→ WHAT TO PRODUCE:
Format the records from their first line through the line with "(199, 43), (225, 202)" as a numbered list, leaving out any blank lines.

→ PROVIDED DATA:

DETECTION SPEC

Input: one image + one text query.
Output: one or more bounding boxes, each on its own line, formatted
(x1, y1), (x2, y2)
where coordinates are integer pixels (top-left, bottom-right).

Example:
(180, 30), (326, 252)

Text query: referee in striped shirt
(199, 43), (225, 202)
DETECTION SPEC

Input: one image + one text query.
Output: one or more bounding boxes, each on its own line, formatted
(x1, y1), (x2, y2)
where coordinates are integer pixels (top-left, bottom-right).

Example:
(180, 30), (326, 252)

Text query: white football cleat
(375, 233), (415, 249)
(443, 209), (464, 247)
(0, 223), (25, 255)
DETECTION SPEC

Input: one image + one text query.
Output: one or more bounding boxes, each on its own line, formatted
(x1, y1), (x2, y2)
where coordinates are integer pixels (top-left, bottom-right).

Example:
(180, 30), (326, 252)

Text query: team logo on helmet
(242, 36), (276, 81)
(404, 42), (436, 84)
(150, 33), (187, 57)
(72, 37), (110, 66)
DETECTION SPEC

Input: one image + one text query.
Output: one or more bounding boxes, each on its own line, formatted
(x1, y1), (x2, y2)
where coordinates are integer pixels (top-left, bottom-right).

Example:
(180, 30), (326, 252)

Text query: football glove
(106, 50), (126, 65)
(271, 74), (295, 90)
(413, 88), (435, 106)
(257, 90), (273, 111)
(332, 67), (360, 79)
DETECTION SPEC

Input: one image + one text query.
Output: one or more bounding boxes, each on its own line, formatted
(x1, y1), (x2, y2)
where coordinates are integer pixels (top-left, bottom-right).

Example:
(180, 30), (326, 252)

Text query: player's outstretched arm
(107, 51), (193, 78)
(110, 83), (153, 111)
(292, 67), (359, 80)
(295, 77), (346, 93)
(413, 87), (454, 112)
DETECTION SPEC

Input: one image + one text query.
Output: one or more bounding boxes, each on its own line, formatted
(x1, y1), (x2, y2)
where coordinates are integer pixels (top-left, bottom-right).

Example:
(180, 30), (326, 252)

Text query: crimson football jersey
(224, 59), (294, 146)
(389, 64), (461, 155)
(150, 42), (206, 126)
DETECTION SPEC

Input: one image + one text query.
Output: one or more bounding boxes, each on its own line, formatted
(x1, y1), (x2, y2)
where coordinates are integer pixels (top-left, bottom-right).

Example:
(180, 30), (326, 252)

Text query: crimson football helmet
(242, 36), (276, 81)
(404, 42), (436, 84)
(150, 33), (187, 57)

→ CORRECT ANSWER:
1. DETECTION SPEC
2. Input: one image + one text query.
3. Output: one or more bounding boxes, each on its own line, formatted
4. (x1, y1), (x2, y2)
5. where coordinates are integer pixels (top-left, bottom-right).
6. Example:
7. (180, 30), (326, 252)
8. Text query: referee in striped shirt
9. (199, 43), (225, 202)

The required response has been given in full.